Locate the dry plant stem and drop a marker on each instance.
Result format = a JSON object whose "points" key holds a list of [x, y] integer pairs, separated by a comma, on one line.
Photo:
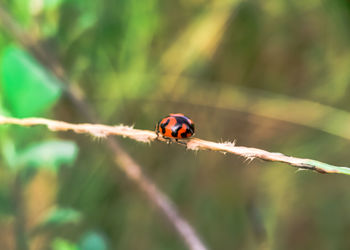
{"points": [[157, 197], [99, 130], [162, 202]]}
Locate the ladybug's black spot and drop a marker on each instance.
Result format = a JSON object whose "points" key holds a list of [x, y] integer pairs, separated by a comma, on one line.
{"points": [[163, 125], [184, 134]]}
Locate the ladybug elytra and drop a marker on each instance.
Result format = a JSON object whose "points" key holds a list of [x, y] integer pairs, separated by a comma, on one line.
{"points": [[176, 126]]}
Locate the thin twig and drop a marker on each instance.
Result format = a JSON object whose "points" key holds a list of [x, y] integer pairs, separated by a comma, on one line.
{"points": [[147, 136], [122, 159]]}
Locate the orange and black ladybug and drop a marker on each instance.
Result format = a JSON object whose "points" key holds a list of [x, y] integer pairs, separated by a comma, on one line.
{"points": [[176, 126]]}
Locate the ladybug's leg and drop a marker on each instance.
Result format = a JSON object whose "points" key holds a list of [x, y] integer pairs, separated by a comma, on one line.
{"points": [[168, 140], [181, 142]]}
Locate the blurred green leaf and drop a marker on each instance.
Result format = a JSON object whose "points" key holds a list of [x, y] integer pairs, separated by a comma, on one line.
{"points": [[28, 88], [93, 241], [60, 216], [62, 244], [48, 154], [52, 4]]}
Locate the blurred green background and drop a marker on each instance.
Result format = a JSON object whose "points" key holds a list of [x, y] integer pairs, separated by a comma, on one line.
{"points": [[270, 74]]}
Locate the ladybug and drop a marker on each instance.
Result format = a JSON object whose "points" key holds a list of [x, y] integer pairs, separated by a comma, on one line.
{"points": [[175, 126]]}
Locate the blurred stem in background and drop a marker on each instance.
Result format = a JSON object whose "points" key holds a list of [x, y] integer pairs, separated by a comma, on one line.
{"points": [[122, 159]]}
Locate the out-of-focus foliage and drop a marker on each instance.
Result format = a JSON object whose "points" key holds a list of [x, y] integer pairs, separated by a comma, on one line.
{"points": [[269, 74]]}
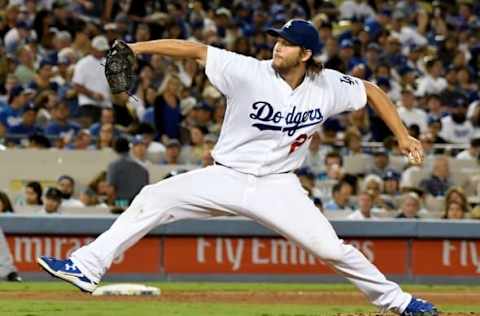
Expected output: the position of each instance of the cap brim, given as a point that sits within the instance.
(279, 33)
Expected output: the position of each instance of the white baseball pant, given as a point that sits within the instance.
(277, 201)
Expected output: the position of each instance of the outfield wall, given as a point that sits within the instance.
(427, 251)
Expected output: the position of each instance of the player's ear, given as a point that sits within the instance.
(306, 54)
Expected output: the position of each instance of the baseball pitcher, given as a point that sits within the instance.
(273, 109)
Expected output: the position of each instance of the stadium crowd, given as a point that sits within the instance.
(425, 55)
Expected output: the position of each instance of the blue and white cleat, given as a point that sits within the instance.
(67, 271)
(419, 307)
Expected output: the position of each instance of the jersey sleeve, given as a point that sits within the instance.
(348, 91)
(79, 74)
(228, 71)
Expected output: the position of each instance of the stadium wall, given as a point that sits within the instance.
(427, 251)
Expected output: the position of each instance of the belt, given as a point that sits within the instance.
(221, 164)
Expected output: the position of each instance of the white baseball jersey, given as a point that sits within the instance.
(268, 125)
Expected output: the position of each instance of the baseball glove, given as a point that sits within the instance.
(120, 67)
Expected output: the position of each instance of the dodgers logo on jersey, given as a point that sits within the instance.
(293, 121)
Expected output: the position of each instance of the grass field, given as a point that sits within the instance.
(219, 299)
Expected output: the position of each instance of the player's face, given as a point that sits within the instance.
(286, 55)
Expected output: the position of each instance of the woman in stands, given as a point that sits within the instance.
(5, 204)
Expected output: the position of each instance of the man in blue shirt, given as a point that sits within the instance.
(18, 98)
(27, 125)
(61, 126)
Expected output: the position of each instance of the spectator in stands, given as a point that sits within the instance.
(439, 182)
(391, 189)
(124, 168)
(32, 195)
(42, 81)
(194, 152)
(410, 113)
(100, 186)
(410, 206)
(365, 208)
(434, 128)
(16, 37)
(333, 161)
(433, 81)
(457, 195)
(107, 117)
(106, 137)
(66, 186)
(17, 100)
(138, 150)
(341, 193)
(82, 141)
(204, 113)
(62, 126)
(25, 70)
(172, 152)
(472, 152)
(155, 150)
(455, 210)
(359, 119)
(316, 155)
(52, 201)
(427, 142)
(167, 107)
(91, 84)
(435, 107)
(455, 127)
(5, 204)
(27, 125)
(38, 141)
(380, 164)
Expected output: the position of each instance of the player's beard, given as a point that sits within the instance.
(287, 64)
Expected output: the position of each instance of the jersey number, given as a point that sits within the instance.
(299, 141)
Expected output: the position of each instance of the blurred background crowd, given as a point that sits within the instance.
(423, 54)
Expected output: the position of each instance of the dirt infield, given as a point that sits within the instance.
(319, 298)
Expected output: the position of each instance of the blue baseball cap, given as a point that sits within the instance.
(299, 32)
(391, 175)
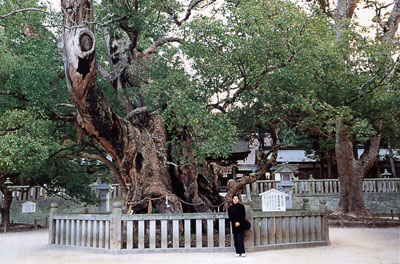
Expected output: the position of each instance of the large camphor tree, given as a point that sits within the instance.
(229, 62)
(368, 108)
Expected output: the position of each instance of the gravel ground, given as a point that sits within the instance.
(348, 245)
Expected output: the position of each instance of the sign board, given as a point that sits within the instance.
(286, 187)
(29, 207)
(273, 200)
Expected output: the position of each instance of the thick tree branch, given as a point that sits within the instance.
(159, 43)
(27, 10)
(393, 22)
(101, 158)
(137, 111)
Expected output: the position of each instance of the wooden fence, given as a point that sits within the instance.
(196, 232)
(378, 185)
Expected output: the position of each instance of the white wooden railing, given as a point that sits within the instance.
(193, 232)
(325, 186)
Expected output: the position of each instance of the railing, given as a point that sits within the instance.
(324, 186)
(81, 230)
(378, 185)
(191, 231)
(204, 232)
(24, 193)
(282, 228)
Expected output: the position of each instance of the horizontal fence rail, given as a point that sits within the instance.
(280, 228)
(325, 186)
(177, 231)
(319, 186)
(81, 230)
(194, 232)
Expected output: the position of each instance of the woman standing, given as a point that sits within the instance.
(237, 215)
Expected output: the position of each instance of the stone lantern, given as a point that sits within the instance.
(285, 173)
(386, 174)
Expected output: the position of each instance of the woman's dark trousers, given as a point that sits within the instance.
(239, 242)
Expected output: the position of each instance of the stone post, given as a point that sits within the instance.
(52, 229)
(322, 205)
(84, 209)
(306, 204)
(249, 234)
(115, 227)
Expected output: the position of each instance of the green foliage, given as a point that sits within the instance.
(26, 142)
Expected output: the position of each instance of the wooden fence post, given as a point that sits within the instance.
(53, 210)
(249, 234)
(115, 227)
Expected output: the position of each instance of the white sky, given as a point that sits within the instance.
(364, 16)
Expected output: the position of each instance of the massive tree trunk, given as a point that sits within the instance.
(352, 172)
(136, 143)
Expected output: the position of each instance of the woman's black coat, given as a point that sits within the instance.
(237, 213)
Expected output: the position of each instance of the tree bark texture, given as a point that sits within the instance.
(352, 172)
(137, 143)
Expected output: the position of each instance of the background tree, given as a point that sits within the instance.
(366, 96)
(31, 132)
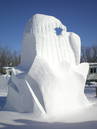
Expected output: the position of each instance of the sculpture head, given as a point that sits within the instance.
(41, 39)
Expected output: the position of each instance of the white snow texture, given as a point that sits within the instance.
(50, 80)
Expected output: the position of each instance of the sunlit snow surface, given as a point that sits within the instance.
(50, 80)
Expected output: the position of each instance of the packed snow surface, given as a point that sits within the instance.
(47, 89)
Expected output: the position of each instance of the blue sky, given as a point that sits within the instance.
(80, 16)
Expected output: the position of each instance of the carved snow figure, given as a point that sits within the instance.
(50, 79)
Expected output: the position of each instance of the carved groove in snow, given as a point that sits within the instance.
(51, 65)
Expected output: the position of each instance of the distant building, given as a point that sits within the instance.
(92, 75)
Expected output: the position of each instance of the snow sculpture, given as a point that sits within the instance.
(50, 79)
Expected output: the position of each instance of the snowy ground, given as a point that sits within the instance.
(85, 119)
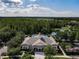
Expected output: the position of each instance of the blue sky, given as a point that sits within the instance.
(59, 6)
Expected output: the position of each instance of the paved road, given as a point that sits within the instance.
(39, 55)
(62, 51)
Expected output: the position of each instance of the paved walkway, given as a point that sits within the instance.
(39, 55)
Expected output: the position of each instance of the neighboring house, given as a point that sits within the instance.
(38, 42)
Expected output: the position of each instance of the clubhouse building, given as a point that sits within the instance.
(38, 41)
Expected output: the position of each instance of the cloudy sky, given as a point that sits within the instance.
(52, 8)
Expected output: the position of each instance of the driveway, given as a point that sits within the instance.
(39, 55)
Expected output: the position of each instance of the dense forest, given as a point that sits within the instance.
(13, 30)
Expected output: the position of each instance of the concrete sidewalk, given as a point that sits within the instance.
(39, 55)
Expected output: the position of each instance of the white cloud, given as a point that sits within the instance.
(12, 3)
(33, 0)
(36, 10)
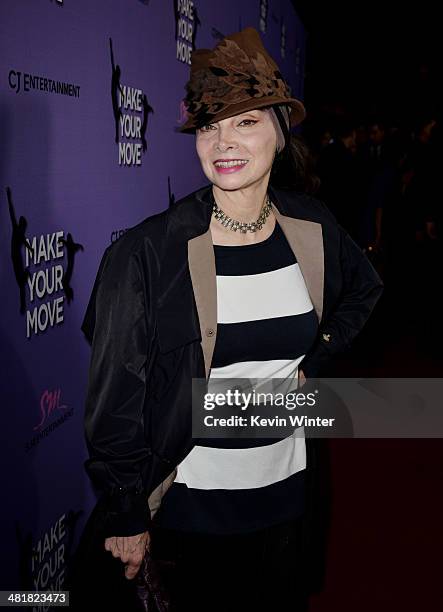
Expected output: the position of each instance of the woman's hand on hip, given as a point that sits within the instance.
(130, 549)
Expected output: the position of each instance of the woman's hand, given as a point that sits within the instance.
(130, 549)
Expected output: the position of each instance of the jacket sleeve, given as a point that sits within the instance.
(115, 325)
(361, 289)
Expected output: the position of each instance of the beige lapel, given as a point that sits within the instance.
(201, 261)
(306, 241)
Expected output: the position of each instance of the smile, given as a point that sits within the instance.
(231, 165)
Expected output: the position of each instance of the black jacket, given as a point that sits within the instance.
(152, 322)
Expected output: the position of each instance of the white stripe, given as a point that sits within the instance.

- - - - - - -

STATED EXERCISE: Reproduce the entries from the line containing "the smile, given" through the end of the entries, swapping "black jacket" for "dark coat" and leaving everything else unchanged.

EXPECTED ANSWER:
Expected output: the position of each instance of the smile, given as a point that sits within the instance.
(231, 165)
Expected output: the position of each instance of the dark coat, given as a point that sits within the instance.
(152, 322)
Expected output: the position of each instance of the white stripe, given as a point that sits within the instance.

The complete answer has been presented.